**What you are asked to do:** Please pick out each line in the listing below that contains the word "face" and copy those lines.

**Listing:**

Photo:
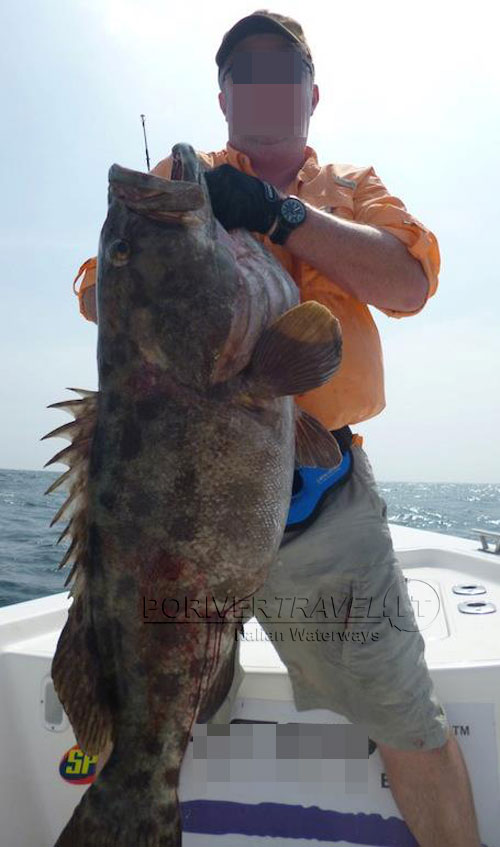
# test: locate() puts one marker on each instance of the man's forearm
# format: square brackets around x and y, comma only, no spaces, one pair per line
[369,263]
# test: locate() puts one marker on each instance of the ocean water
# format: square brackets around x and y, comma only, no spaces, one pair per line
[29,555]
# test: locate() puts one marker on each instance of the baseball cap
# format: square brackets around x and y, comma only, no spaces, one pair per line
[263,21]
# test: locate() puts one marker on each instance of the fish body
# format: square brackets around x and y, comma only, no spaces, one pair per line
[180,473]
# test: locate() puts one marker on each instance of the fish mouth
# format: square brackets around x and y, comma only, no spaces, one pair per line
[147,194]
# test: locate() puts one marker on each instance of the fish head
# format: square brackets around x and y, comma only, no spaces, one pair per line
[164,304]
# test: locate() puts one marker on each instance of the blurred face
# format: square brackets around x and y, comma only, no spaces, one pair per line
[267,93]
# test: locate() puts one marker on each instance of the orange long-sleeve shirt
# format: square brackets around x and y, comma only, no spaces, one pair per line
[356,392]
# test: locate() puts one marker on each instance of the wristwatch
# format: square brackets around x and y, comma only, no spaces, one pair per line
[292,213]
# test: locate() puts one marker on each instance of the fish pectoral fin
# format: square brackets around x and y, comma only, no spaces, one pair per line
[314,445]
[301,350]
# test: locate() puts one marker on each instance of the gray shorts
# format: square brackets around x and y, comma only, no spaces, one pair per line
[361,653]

* * *

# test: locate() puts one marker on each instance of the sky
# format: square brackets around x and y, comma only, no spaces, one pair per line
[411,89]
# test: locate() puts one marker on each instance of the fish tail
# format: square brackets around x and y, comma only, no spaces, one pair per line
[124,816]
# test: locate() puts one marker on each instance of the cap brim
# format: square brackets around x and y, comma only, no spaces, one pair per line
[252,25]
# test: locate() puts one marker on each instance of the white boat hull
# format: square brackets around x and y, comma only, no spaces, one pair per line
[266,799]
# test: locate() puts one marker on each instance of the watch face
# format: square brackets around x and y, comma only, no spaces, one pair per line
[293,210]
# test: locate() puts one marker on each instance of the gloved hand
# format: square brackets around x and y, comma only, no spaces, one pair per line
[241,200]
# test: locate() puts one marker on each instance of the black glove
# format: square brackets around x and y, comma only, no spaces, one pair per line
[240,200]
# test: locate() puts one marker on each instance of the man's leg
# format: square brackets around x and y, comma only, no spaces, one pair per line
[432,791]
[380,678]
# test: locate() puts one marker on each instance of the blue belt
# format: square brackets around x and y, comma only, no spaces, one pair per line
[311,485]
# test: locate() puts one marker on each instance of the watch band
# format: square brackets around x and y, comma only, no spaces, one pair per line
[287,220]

**Answer below:**
# test: locate() puts one marker on each instance of the blurred face
# test: locate() puts one marker on each instance of the watch face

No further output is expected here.